BEGIN Records for processing

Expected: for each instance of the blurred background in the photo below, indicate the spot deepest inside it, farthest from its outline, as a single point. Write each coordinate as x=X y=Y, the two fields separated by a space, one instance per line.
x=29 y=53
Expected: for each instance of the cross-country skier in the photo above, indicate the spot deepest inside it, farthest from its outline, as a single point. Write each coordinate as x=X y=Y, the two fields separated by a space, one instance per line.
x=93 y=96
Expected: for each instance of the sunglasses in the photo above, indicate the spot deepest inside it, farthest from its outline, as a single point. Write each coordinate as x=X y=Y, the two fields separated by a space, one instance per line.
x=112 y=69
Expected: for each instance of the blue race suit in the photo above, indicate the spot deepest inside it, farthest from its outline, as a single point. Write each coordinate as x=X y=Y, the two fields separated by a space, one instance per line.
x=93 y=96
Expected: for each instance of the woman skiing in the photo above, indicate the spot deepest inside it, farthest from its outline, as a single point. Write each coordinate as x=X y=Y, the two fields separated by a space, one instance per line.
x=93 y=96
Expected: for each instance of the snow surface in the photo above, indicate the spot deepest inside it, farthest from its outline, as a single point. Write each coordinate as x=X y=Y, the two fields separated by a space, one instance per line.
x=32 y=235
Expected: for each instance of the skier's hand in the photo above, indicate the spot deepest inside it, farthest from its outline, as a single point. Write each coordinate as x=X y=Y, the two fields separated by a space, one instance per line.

END Records for processing

__How to complete this task__. At the line with "Expected: for each instance of the blue", start returning lines exactly, and stop after the final line of the listing.

__Answer to this problem__.
Expected: for each instance of the blue race suit in the photo above, indicate the spot deepest inside it, farthest from its outline, as a single point. Write each coordinate as x=X y=Y, the two fields separated by a space, one instance per line.
x=93 y=96
Expected: for each instance of the woman skiing in the photo above, indicate the spot deepest inside it, farthest from its outline, as a single point. Write each coordinate as x=X y=Y, the two fields separated by a space, one instance per line.
x=93 y=96
Expected: for each instance of the snow surface in the photo above, indicate the spot deepest inside it, farthest from its outline, as a single point. Write each coordinate as x=X y=Y, the two fields separated by a space, one instance per line.
x=32 y=235
Expected: for each instance of the skier's hand in the photo above, indicate the spot deepest inside it, farthest from its outline, as a single point. Write each coordinate as x=X y=Y, the two fields separated by a space, one instance per line.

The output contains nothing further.